*Given entries*

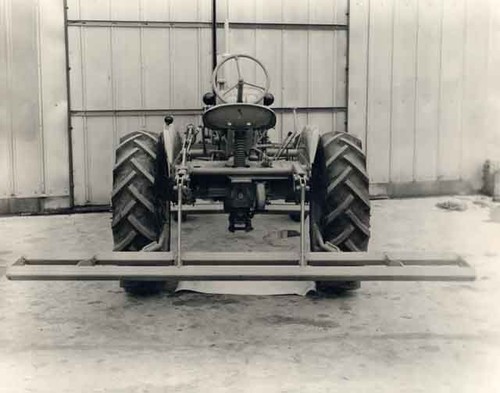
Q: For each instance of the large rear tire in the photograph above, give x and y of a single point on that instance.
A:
(339, 203)
(141, 211)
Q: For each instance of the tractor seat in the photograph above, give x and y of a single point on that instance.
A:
(236, 116)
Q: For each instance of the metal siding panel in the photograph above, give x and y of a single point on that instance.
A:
(296, 11)
(322, 11)
(185, 10)
(156, 63)
(95, 9)
(158, 10)
(493, 99)
(25, 102)
(339, 122)
(321, 120)
(450, 114)
(340, 67)
(5, 108)
(125, 10)
(97, 67)
(269, 10)
(184, 62)
(379, 90)
(126, 125)
(341, 9)
(295, 64)
(205, 61)
(403, 90)
(269, 52)
(76, 63)
(80, 151)
(126, 52)
(427, 99)
(321, 64)
(475, 85)
(100, 159)
(243, 41)
(242, 11)
(55, 104)
(73, 9)
(358, 67)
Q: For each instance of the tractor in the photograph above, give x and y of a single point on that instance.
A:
(231, 160)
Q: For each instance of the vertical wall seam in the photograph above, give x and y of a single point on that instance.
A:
(391, 90)
(415, 101)
(464, 79)
(8, 66)
(438, 153)
(308, 63)
(335, 65)
(83, 59)
(346, 66)
(69, 122)
(142, 66)
(41, 135)
(282, 66)
(367, 84)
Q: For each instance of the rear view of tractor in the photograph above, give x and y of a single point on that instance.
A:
(230, 159)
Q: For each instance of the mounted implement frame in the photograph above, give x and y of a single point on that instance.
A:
(317, 266)
(231, 160)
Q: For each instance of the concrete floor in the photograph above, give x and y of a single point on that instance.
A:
(386, 337)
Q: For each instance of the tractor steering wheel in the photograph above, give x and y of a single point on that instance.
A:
(241, 83)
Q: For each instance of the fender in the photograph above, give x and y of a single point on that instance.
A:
(173, 143)
(308, 145)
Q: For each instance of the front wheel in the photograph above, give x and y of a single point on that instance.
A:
(340, 204)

*Exercise*
For each line above that carries the word "wheel", copy it out.

*Result for this exercise*
Q: For each instance of the tractor steering wheel in the photograph above, give x and y of a single point on that instance.
Q: For each instance of the front wheel in the photograph above, give x and y of a single point on that instance.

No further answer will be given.